■ 課題 1 ■
本文で氏名が挙がっている人物を、所属とあわせてすべて書き出してください。

■ 本文 ■
□ □ □

2013. 12 特集=情報の収集と発信

特集 : 「情報の収集と発信」の編集にあたって

2013年の最後を締めくくる12月号の特集は,「情報の収集と発信」をテーマにお届けいたします。
「新しい情報を届ける」ことはインフォプロにとって従来から重点サービスであり,現在では情報の速報性・多様性の観点から,対象をインターネット上の情報源に広げたり,提供方法をウェブ上のツールにしたりすることも重要になっています。インターネット情報源の内容もまた多様化しており,「求める情報を,できるだけ手間をかけずに,もれなく収集する」ための方法を常に模索し続けているのが現状です。同時に,収集した情報の中から,真に有益なものを探し,信頼性を判断し,発信する姿勢も必要とされています。
本特集は,ウェブを中心に,またそれ以外の手段も含め,図書館員をはじめとするインフォプロに必要な情報収集と発信の姿勢について検討する手がかりを得ることを目的に企画しました。
東京大学の橋元良明氏からは,本特集の前提として,インターネットという画期的なメディアの広がりが,人々の情報への接し方,特にコミュニケーション系の情報受容に与えた影響について論じていただきました。一方発信については,情報の発信への技術的なハードルが低くなった一方で,内容の質に問題がある点について言及していただいています。
コミュニケーション情報の増大が指摘された総論を受けて,1つ目の各論では,慶應義塾大学・深見嘉明氏から,研究者としてのご自身の経験も踏まえ,ウェブでの情報収集がコミュニケーションのあり方にどのように変化を与えたのか,その現状を解説していただきました。コミュニケーションのあり方が変わる中で,図書館が情報収集プロセスで果たしうる新しい役割についても言及していただいています。
続く2つの各論では,より具体的な情報収集と発信のポイントについてご紹介頂きました。1つ目はご自身が図書館系ブロガーであり,様々なメディアでの情報発信に積極的に携わっている同志社大学の佐藤翔氏に,国内の図書館系ブログやニュースサイトの近年の変化,ご自身の普段の情報収集や情報発信についての考え方などをもとに,情報の取捨選択の重要性について解説していただきました。2つ目は情報発信の一側面として,特に近年注目を集めるソーシャルメディアでの広報について,効果的な広報の方法や,いわゆる「炎上」などを防ぐ危機管理にどのように取り組めばよいかを,株式会社電通パブリックリレーションズ・細川一成氏に論じていただきました。

□ □ □

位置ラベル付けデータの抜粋
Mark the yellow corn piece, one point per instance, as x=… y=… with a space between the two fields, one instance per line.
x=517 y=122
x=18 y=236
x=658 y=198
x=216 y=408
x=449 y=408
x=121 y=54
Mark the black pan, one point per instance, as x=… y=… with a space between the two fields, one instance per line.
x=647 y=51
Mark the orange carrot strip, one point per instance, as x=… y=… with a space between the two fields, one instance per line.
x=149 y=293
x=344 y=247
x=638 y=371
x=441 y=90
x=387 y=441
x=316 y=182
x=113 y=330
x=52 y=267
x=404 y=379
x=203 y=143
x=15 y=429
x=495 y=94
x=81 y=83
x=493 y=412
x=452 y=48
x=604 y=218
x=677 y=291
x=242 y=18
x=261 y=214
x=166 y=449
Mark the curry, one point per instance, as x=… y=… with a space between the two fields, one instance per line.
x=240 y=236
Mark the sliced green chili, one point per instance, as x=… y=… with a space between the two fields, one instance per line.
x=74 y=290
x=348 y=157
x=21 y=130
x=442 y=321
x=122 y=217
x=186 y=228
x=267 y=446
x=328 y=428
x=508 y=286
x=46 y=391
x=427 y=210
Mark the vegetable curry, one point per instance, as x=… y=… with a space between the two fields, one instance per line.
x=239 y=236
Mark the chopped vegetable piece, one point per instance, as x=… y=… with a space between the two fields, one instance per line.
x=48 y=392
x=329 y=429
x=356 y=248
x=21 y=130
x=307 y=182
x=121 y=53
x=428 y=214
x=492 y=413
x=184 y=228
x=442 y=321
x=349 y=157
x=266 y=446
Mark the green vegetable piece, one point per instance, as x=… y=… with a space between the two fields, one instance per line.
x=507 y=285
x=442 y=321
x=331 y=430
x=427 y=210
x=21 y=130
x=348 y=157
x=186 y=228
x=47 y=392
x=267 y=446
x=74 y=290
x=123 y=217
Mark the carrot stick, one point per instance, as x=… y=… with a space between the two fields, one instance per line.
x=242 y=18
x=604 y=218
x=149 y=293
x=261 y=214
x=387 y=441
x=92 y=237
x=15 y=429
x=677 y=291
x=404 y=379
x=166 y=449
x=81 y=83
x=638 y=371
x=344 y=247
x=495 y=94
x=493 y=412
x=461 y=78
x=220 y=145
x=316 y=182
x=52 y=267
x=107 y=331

□ □ □

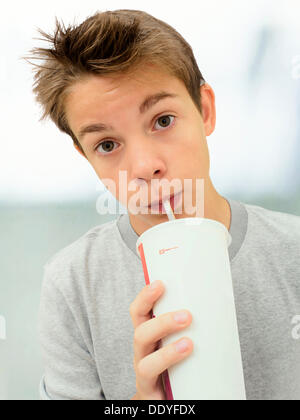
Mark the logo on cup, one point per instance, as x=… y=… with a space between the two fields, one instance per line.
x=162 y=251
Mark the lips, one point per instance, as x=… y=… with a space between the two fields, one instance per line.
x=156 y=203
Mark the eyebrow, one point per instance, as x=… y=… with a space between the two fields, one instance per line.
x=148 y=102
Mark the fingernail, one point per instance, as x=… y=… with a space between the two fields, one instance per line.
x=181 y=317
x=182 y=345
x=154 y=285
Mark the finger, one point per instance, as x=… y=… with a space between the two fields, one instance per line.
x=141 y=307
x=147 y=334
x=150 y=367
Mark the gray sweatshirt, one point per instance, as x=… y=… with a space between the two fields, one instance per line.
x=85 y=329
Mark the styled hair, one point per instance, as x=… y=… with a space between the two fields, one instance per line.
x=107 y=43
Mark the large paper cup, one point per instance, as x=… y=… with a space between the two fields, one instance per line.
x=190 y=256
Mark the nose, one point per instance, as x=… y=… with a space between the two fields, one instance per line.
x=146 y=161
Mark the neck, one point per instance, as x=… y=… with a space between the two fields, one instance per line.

□ □ □

■ 課題 2 ■
位置ラベル付けデータの行のうち、「Mark the green」を含む行から「x=123 y=217」を含む行までを、そのまま書き写してください。

■ 結果 1 ■
橋元良明氏（東京大学）
深見嘉明氏（慶應義塾大学）
佐藤翔氏（同志社大学）
細川一成氏（株式会社電通パブリックリレーションズ）

■ 結果 2 ■
Mark the green vegetable piece, one point per instance, as x=… y=… with a space between the two fields, one instance per line.
x=507 y=285
x=442 y=321
x=331 y=430
x=427 y=210
x=21 y=130
x=348 y=157
x=186 y=228
x=47 y=392
x=267 y=446
x=74 y=290
x=123 y=217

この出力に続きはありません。